* **Consigne**: Pourriez-vous réécrire l'ensemble du matériel ci-dessous sous forme de liste JSON de chaînes, avec une chaîne par ligne et sans les lignes vides ?

>>>>>

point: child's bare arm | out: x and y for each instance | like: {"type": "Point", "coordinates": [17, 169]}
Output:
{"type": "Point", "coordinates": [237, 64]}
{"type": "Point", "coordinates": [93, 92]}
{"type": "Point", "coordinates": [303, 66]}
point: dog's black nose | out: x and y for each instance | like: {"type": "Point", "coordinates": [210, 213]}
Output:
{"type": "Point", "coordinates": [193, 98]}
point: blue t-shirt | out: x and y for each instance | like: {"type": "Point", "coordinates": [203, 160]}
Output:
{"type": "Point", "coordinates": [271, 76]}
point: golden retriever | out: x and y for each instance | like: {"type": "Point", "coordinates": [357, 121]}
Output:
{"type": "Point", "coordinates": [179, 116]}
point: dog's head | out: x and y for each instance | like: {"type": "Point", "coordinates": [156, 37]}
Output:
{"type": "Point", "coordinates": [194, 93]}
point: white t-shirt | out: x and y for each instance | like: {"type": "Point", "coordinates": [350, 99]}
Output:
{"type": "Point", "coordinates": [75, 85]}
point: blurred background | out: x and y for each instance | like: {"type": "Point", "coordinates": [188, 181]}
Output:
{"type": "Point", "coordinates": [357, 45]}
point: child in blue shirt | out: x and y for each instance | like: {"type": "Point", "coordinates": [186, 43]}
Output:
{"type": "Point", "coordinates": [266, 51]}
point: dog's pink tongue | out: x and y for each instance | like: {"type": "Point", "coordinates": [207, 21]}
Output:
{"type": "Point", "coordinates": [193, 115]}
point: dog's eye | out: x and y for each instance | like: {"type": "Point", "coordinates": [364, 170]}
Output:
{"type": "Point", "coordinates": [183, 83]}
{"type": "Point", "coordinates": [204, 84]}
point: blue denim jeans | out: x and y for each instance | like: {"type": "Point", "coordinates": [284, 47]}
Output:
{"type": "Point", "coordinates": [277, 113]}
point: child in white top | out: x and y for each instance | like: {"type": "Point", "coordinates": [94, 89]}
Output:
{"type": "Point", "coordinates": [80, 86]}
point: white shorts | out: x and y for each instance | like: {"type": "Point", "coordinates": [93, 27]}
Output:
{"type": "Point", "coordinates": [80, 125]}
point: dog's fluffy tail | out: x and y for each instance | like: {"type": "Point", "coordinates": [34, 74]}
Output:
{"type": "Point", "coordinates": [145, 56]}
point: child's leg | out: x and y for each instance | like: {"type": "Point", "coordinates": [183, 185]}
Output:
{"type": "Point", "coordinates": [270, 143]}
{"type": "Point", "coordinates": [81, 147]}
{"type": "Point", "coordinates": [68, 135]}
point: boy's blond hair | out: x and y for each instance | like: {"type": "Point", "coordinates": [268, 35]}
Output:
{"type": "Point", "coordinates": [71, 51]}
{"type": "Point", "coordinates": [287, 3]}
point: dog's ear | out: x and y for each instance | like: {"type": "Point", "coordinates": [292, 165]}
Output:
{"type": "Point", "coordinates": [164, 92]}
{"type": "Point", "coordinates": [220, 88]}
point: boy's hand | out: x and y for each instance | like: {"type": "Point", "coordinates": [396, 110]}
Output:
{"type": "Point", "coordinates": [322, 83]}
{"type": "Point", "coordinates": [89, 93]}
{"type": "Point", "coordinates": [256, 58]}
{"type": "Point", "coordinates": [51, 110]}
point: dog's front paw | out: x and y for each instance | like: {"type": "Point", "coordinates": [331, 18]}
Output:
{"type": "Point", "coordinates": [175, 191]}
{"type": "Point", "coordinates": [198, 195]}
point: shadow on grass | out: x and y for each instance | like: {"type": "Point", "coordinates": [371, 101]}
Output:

<<<<<

* **Réponse complète**:
[
  "point: child's bare arm | out: x and y for each instance | like: {\"type\": \"Point\", \"coordinates\": [17, 169]}",
  "Output:",
  "{\"type\": \"Point\", \"coordinates\": [237, 64]}",
  "{\"type\": \"Point\", \"coordinates\": [93, 92]}",
  "{\"type\": \"Point\", \"coordinates\": [303, 66]}",
  "point: dog's black nose | out: x and y for each instance | like: {\"type\": \"Point\", \"coordinates\": [210, 213]}",
  "Output:",
  "{\"type\": \"Point\", \"coordinates\": [193, 98]}",
  "point: blue t-shirt | out: x and y for each instance | like: {\"type\": \"Point\", \"coordinates\": [203, 160]}",
  "Output:",
  "{\"type\": \"Point\", \"coordinates\": [271, 76]}",
  "point: golden retriever | out: x and y for each instance | like: {\"type\": \"Point\", \"coordinates\": [357, 121]}",
  "Output:",
  "{\"type\": \"Point\", \"coordinates\": [179, 116]}",
  "point: dog's head | out: x and y for each instance | like: {\"type\": \"Point\", \"coordinates\": [156, 37]}",
  "Output:",
  "{\"type\": \"Point\", \"coordinates\": [194, 93]}",
  "point: white t-shirt | out: x and y for each instance | like: {\"type\": \"Point\", \"coordinates\": [350, 99]}",
  "Output:",
  "{\"type\": \"Point\", \"coordinates\": [75, 85]}",
  "point: blurred background | out: x and y for each instance | like: {\"type\": \"Point\", \"coordinates\": [188, 181]}",
  "Output:",
  "{\"type\": \"Point\", \"coordinates\": [357, 45]}",
  "point: child in blue shirt | out: x and y for each instance | like: {\"type\": \"Point\", \"coordinates\": [186, 43]}",
  "Output:",
  "{\"type\": \"Point\", \"coordinates\": [266, 51]}",
  "point: dog's pink tongue | out: x and y for each instance | like: {\"type\": \"Point\", \"coordinates\": [207, 21]}",
  "Output:",
  "{\"type\": \"Point\", \"coordinates\": [193, 115]}",
  "point: dog's eye | out: x and y for each instance | like: {\"type\": \"Point\", \"coordinates\": [364, 170]}",
  "Output:",
  "{\"type\": \"Point\", \"coordinates\": [183, 83]}",
  "{\"type\": \"Point\", \"coordinates\": [204, 84]}",
  "point: blue denim jeans | out: x and y for each instance | like: {\"type\": \"Point\", \"coordinates\": [284, 47]}",
  "Output:",
  "{\"type\": \"Point\", \"coordinates\": [277, 113]}",
  "point: child in white top | out: x and y for each instance | like: {\"type\": \"Point\", \"coordinates\": [94, 89]}",
  "Output:",
  "{\"type\": \"Point\", \"coordinates\": [80, 86]}",
  "point: white shorts | out: x and y for each instance | like: {\"type\": \"Point\", \"coordinates\": [93, 27]}",
  "Output:",
  "{\"type\": \"Point\", \"coordinates\": [80, 125]}",
  "point: dog's fluffy tail | out: x and y for each instance | like: {\"type\": \"Point\", \"coordinates\": [34, 74]}",
  "Output:",
  "{\"type\": \"Point\", \"coordinates\": [145, 56]}",
  "point: child's leg | out: x and y for each instance | like: {\"type\": \"Point\", \"coordinates\": [183, 185]}",
  "Output:",
  "{\"type\": \"Point\", \"coordinates\": [270, 143]}",
  "{\"type\": \"Point\", \"coordinates\": [81, 147]}",
  "{\"type\": \"Point\", \"coordinates\": [68, 135]}",
  "point: boy's blond hair | out: x and y for each instance | like: {\"type\": \"Point\", \"coordinates\": [268, 35]}",
  "Output:",
  "{\"type\": \"Point\", \"coordinates\": [71, 51]}",
  "{\"type\": \"Point\", \"coordinates\": [287, 3]}",
  "point: dog's ear | out: x and y for each instance | like: {\"type\": \"Point\", \"coordinates\": [292, 165]}",
  "Output:",
  "{\"type\": \"Point\", \"coordinates\": [164, 92]}",
  "{\"type\": \"Point\", \"coordinates\": [220, 88]}",
  "point: boy's hand | out: x and y for each instance | like: {\"type\": \"Point\", \"coordinates\": [396, 110]}",
  "Output:",
  "{\"type\": \"Point\", \"coordinates\": [322, 83]}",
  "{\"type\": \"Point\", \"coordinates\": [89, 93]}",
  "{\"type\": \"Point\", \"coordinates\": [256, 58]}",
  "{\"type\": \"Point\", \"coordinates\": [51, 110]}",
  "point: dog's front paw | out: x and y for each instance | like: {\"type\": \"Point\", \"coordinates\": [331, 18]}",
  "Output:",
  "{\"type\": \"Point\", \"coordinates\": [175, 191]}",
  "{\"type\": \"Point\", \"coordinates\": [198, 195]}",
  "point: shadow on grass | out: x and y for each instance | like: {\"type\": \"Point\", \"coordinates\": [371, 101]}",
  "Output:"
]